→ **Assignment**
The required output is the whole listing below, unchanged.

-------- Exercise data --------

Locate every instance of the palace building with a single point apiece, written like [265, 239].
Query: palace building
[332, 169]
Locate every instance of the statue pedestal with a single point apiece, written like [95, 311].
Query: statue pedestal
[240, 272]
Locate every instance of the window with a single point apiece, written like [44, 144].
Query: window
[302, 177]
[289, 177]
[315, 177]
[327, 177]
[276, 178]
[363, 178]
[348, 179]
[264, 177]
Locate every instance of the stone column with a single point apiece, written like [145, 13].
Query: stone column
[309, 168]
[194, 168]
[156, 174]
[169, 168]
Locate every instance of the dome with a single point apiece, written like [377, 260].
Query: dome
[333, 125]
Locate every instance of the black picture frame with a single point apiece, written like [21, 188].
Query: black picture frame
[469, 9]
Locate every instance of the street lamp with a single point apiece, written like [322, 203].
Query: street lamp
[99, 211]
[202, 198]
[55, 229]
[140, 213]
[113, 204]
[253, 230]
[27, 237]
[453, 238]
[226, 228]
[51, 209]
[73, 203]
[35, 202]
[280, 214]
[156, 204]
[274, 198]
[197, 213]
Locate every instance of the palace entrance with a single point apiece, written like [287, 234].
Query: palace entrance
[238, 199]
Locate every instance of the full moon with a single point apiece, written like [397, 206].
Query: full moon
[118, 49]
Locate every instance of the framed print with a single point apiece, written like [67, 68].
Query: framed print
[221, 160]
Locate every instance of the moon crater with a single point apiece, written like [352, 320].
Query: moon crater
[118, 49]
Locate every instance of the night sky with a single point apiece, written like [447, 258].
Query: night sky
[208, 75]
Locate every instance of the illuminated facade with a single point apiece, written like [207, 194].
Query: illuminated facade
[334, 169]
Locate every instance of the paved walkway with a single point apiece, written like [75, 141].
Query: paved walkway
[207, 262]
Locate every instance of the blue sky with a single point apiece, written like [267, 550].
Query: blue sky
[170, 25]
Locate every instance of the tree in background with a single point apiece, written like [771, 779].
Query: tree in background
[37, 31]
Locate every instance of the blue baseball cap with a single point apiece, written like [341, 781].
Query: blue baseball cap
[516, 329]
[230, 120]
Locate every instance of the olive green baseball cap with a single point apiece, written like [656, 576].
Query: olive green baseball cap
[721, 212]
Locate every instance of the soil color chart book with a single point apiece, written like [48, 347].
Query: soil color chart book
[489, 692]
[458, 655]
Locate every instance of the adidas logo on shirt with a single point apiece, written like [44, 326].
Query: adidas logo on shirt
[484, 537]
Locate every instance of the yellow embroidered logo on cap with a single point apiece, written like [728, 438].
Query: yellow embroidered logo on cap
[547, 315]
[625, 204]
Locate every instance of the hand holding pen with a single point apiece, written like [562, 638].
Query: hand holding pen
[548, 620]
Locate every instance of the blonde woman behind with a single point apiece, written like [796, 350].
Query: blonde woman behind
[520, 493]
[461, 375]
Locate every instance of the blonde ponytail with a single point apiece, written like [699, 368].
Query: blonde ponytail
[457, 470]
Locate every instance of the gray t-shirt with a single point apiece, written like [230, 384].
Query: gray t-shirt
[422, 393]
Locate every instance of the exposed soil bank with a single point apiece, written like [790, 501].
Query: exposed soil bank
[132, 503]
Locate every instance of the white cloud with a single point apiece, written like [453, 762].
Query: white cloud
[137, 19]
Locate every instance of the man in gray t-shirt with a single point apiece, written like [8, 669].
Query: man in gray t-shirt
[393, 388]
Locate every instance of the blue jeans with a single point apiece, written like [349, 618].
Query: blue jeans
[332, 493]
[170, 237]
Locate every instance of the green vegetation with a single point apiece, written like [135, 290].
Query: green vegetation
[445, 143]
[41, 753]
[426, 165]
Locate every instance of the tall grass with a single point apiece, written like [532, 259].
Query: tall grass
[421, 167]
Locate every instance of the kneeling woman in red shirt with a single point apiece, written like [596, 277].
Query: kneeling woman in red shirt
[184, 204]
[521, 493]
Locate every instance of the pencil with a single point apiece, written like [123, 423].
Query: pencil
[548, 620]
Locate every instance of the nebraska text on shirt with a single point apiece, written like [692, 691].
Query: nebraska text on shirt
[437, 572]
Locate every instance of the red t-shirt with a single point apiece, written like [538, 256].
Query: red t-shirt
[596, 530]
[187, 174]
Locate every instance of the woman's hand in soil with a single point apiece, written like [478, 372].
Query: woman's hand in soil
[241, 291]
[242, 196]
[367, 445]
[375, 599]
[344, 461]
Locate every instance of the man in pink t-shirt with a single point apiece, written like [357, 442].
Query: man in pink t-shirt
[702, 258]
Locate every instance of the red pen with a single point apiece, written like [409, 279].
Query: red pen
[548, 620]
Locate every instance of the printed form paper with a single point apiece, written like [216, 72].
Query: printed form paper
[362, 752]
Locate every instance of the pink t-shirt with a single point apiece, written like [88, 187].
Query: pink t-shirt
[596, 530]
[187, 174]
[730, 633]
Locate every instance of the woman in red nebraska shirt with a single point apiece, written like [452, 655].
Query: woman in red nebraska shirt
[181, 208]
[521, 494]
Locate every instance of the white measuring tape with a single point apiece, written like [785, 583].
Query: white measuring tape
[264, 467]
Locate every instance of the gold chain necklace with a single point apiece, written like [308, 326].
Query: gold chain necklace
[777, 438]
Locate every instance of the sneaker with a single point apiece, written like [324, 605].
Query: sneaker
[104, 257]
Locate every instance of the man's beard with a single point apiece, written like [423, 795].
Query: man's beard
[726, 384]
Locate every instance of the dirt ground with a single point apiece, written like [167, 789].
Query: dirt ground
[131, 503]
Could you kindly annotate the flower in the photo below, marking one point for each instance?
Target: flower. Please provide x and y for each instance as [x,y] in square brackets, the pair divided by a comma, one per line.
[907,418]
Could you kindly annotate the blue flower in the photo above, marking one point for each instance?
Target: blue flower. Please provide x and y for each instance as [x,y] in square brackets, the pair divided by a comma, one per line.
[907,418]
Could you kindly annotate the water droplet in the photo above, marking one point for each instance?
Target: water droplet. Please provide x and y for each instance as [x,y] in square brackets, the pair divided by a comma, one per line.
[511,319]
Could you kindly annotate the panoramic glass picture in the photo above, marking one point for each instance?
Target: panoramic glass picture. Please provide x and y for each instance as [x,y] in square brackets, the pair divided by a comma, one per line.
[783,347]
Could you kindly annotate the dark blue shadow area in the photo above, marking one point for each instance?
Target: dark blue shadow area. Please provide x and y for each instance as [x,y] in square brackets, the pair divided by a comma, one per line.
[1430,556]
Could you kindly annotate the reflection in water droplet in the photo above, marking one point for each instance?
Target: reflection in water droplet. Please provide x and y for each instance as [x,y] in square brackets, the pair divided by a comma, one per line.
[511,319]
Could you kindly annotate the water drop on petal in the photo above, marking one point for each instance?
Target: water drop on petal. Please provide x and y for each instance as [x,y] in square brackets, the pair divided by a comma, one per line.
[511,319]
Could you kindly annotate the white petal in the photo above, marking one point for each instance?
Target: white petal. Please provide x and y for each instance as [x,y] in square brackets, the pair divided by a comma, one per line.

--------

→ **Output below**
Locate every instance of the palace building with a single point apiece, written like [265, 239].
Query: palace building
[332, 169]
Locate every instance of the statue pedestal with a single point apiece, written like [95, 311].
Query: statue pedestal
[240, 272]
Locate every instance of the window with a single point apiece, written like [44, 144].
Query: window
[302, 177]
[289, 177]
[315, 177]
[327, 177]
[276, 178]
[363, 178]
[348, 179]
[264, 177]
Locate every instance of the stone column with a single point apiece, written like [145, 13].
Query: stone column
[309, 168]
[194, 168]
[156, 174]
[169, 168]
Locate every instance of the dome with a single point apiece, written like [377, 260].
Query: dome
[333, 125]
Locate every instance of the black picture frame with a single point apiece, written like [21, 188].
Query: black picture frame
[469, 9]
Locate every instance of the street lamp with a single point apiece, written like [322, 203].
Query: street lamp
[99, 211]
[202, 198]
[55, 229]
[140, 213]
[113, 204]
[253, 230]
[27, 237]
[453, 238]
[226, 228]
[51, 209]
[73, 203]
[35, 202]
[280, 214]
[156, 204]
[274, 198]
[197, 213]
Locate every instance of the palace entrance with a single point apiece, written like [287, 234].
Query: palace entrance
[238, 199]
Locate every instance of the full moon with a single point apiece, written like [397, 206].
Query: full moon
[118, 49]
Locate every instance of the framed print with a single point apiece, written like [67, 68].
Query: framed print
[221, 160]
Locate every instance of the moon crater with a single point apiece, written like [352, 320].
Query: moon crater
[118, 49]
Locate every instance of the night sky with a single point apiece, written like [447, 258].
Query: night sky
[208, 75]
Locate every instance of the illuminated facade with a single point apiece, written like [207, 194].
Query: illuminated facade
[334, 169]
Locate every instance of the paved walkway with a single point apiece, written like [75, 141].
Query: paved walkway
[207, 262]
Locate every instance of the blue sky with a single point apiece, written like [267, 550].
Query: blue sky
[170, 25]
Locate every instance of the tree in background with a single point apiece, written like [771, 779].
Query: tree in background
[37, 31]
Locate every instance of the blue baseball cap with a single point apiece, written like [341, 781].
Query: blue baseball cap
[516, 329]
[230, 120]
Locate every instance of the olive green baseball cap with a single point apiece, written like [656, 576].
Query: olive green baseball cap
[721, 212]
Locate every instance of the soil color chart book with a single point apiece, written like [48, 347].
Query: soil color chart book
[489, 692]
[458, 655]
Locate every instance of the adidas logo on shirt with a single point apiece, written like [44, 326].
Query: adidas logo on shirt
[484, 537]
Locate every instance of the yellow embroidered logo on cap with a single point apiece, written like [728, 438].
Query: yellow embroidered logo on cap
[547, 315]
[625, 204]
Locate every instance of the hand holding pen with a single point apiece, written like [562, 638].
Query: hand holding pen
[548, 620]
Locate every instance of the blonde woman behind with a single point apiece, written like [796, 350].
Query: blonde woman behind
[520, 493]
[461, 375]
Locate every instance of the blonde ponytail with a single point apiece, written like [699, 368].
Query: blonde ponytail
[457, 470]
Locate every instance of the gray t-shirt with a single point apiece, written like [230, 384].
Query: gray t-shirt
[422, 393]
Locate every instance of the exposed soil bank with a single point apiece, written like [790, 501].
Query: exposed soil bank
[132, 503]
Locate every instance of the white cloud with a single point apiece, written like [453, 762].
Query: white cloud
[137, 19]
Locate every instance of the man in gray t-shirt with a single point apiece, written like [8, 669].
Query: man in gray t-shirt
[393, 388]
Locate every instance of the blue jeans with a single point apiece, written like [349, 618].
Query: blue jeans
[332, 493]
[170, 237]
Locate every instance of the green vegetation with a single point apiece, written like [135, 290].
Query: green vegetation
[445, 143]
[41, 753]
[426, 165]
Locate every instance of the tall grass with a single point apiece, written like [532, 259].
Query: tall grass
[421, 167]
Locate every instance of the kneeling woman in red shirt with a single point apiece, written like [596, 277].
Query: kneeling woman in red shirt
[184, 204]
[521, 493]
Locate every instance of the pencil with a single point apiece, written like [123, 423].
Query: pencil
[548, 620]
Locate every instance of the nebraska text on shirt with a single point apiece, written like [692, 691].
Query: nebraska text on shirt
[437, 572]
Locate every instance of the red t-shirt with a single point apiece, written like [538, 256].
Query: red t-shirt
[596, 530]
[187, 174]
Locate every instance of the woman's hand in soil with a single point apiece, written like [478, 372].
Query: woman's hand in soil
[241, 291]
[242, 196]
[367, 445]
[375, 599]
[344, 461]
Locate every instance of the man in pink t-shirt with a single point apiece, written like [357, 442].
Query: man in pink t-shirt
[702, 258]
Locate every instance of the red pen with a single point apiece, written like [409, 279].
Query: red pen
[548, 620]
Locate every instance of the printed form paper with a single point apiece, written like [216, 72].
Query: printed form paper
[362, 752]
Locate every instance of the pink t-shirt with a single point apiece, written like [88, 187].
Query: pink t-shirt
[596, 530]
[187, 174]
[730, 633]
Locate every instance of the woman in red nebraska shirt with a single point apiece, written like [452, 655].
Query: woman in red nebraska shirt
[181, 208]
[521, 494]
Locate every instance of the white measuring tape with a single point apiece, written like [785, 583].
Query: white measuring tape
[264, 467]
Locate every instance of the gold chain necklace with a single point apiece, written like [308, 326].
Query: gold chain necklace
[777, 438]
Locate every instance of the sneaker with a single point apiece, written like [324, 605].
Query: sneaker
[104, 257]
Locate every instance of the man's beard with a single point apiece, written like [423, 795].
Query: man's beard
[726, 384]
Locate every instance of the dirt ground with a single point apiece, written like [167, 789].
Query: dirt ground
[131, 503]
Could you kindly annotate the flower in the photo below, marking one point for each instance?
Target: flower. Please provide x and y for each instance as [x,y] in square brackets, the pair divided by a comma, one per line.
[907,418]
Could you kindly annotate the blue flower in the photo above, marking one point for each instance?
Target: blue flower. Please provide x and y for each instance as [x,y] in square brackets, the pair divided by a comma, one per line.
[907,418]
Could you kindly annotate the water droplet in the photo above, marking one point for each instance?
Target: water droplet. Please provide x and y for each instance as [x,y] in square brackets, the pair divided by a comma, one per line.
[511,319]
Could you kindly annotate the panoramic glass picture in the photo above, marking one point for each instance?
Target: panoramic glass picture. Please provide x and y for each instance as [x,y] in square brackets, the pair divided by a comma, one per line.
[783,347]
Could you kindly annotate the dark blue shadow area in the photo above, marking one point for each instance?
Target: dark blue shadow area. Please provide x and y for each instance as [x,y] in square brackets, the pair divided by a comma, one per line.
[1430,556]
Could you kindly annotate the reflection in water droplet in the photo above, marking one point for each instance?
Target: reflection in water droplet. Please provide x and y for each instance as [x,y] in square brackets, the pair divided by a comma, one per line.
[511,319]
Could you kindly annotate the water drop on petal in the photo above, marking one point for each instance?
Target: water drop on petal. Please provide x and y for each instance as [x,y] in square brackets, the pair divided by a comma, one per line.
[511,319]
Could you kindly annotate the white petal in the photo above, marking one point for each instance?
Target: white petal. Please provide x and y for each instance as [x,y] in square brackets, the pair divided by a comma, one per line.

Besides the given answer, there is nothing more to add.